Provided information:

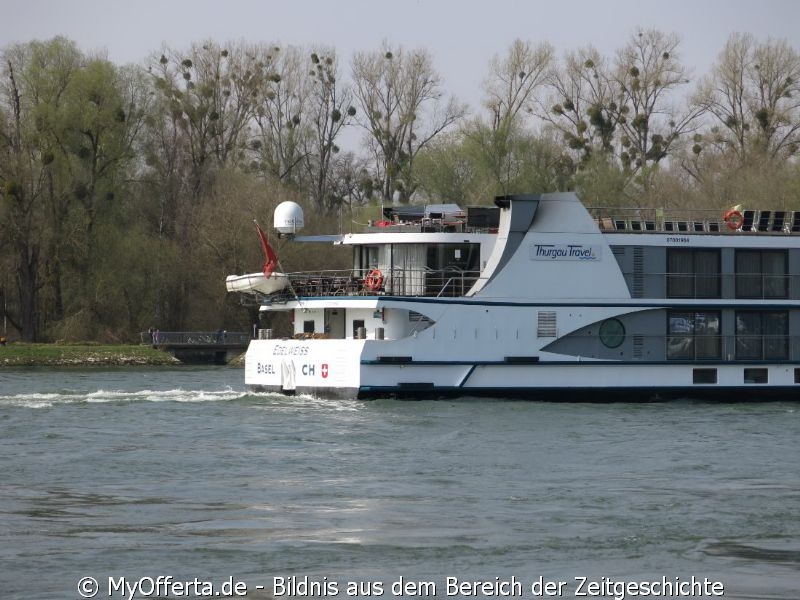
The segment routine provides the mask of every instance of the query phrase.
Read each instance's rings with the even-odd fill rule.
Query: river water
[[[798,409],[1,369],[0,598],[689,597],[694,577],[796,599]],[[677,595],[619,587],[664,578]]]

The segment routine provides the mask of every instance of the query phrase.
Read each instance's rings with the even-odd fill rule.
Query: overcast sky
[[[323,43],[345,64],[383,40],[425,47],[446,90],[474,108],[489,60],[517,37],[547,40],[559,54],[592,44],[611,56],[638,27],[652,27],[680,36],[695,75],[736,31],[800,49],[800,0],[0,0],[0,8],[0,46],[64,35],[118,64],[207,38]]]

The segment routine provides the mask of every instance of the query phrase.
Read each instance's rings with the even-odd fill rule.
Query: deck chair
[[[758,216],[758,230],[759,231],[769,231],[769,218],[772,216],[772,212],[768,210],[762,210],[761,214]]]
[[[797,233],[800,231],[800,211],[794,211],[794,218],[792,219],[792,232]]]
[[[783,222],[786,220],[786,211],[776,210],[772,215],[772,227],[770,231],[783,231]]]
[[[756,218],[756,211],[746,210],[742,214],[742,226],[739,228],[742,231],[753,231],[753,221]]]

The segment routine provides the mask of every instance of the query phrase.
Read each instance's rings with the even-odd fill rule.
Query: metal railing
[[[246,346],[253,336],[242,331],[142,331],[143,345],[152,346]]]
[[[729,226],[725,210],[590,207],[602,231],[634,233],[800,234],[800,211],[741,210],[741,223]]]
[[[555,341],[555,340],[554,340]],[[563,346],[561,344],[568,345]],[[798,362],[800,336],[747,334],[626,333],[619,340],[599,335],[571,335],[559,339],[554,352],[602,360],[669,362]]]
[[[479,271],[435,269],[355,269],[287,273],[289,287],[270,296],[273,302],[327,296],[459,297],[477,281]]]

Set exercise: Could you render each line of all the rows above as a JSON list of strings, one string per line, skipping blank lines and leaving out the picture?

Worked answer:
[
  "The segment routine provides the mask of every instance of the query phrase.",
  "Read each instance's rings with the even-odd fill rule.",
  "Query: river water",
  "[[[798,409],[1,369],[0,598],[689,597],[694,577],[796,599]],[[677,595],[619,587],[664,578]]]",
  "The segment routine provides the mask of every instance of the query phrase.",
  "Read each instance's rings with the even-odd fill rule.",
  "Query: overcast sky",
  "[[[323,43],[345,64],[383,40],[425,47],[446,90],[474,108],[489,60],[517,37],[547,40],[559,54],[592,44],[611,56],[638,27],[652,27],[680,36],[695,75],[736,31],[800,49],[800,0],[0,0],[0,8],[0,46],[64,35],[118,64],[207,38]]]",
  "The segment routine provides the mask of every instance of the query phrase.",
  "Read each instance's rings with the even-odd fill rule.",
  "Query: deck chair",
  "[[[758,216],[758,230],[759,231],[769,231],[769,218],[772,216],[772,212],[768,210],[762,210],[761,214]]]",
  "[[[797,233],[800,231],[800,211],[794,211],[794,218],[792,219],[792,232]]]",
  "[[[783,222],[786,220],[786,211],[776,210],[772,215],[772,227],[770,231],[783,231]]]",
  "[[[756,218],[756,211],[746,210],[742,214],[742,226],[739,228],[742,231],[753,231],[753,221]]]",
  "The segment routine provides the mask of every instance of the query phrase.",
  "Read each instance's rings with the even-odd fill rule.",
  "Query: metal railing",
  "[[[246,346],[253,336],[242,331],[142,331],[143,345],[152,346]]]",
  "[[[729,226],[725,210],[590,207],[602,231],[634,233],[800,234],[800,211],[741,210],[741,223]]]",
  "[[[555,341],[555,340],[554,340]],[[563,346],[561,344],[568,345]],[[798,362],[800,336],[747,334],[626,333],[619,340],[599,335],[571,335],[559,339],[554,352],[602,360],[669,362]]]",
  "[[[479,271],[435,269],[355,269],[287,273],[289,287],[270,296],[273,302],[327,296],[459,297],[477,281]]]"
]